THE REQUEST — How many lines of the material below contain the string "image"? Reply with the number alone.

---------- MATERIALS PROVIDED ----------

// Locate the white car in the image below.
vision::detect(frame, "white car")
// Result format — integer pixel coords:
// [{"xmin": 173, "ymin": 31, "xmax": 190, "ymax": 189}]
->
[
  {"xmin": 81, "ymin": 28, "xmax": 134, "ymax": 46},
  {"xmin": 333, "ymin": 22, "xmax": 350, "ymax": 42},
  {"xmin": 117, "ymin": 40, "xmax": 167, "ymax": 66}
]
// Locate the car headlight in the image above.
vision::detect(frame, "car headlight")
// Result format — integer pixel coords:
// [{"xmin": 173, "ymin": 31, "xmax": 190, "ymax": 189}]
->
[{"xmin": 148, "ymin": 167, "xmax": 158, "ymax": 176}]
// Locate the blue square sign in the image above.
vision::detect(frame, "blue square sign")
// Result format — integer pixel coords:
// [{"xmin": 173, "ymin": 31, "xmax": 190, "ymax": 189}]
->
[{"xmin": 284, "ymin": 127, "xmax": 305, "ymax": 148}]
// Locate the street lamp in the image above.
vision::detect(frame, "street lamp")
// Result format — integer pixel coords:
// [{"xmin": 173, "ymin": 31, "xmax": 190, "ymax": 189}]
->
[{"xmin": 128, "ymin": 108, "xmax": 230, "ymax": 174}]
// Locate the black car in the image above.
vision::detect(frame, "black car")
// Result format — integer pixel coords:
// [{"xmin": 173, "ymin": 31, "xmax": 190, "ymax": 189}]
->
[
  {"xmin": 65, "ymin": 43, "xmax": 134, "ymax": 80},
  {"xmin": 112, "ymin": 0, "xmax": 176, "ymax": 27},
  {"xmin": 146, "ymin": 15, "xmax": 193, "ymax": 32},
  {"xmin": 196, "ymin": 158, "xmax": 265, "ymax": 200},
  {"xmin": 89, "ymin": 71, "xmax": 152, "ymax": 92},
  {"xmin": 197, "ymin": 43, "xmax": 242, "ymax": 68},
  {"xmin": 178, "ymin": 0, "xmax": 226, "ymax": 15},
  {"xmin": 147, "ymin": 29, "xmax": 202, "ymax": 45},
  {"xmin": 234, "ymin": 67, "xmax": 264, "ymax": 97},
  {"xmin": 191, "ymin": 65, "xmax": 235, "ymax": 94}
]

----------

SOLUTION TO THIS PROBLEM — 5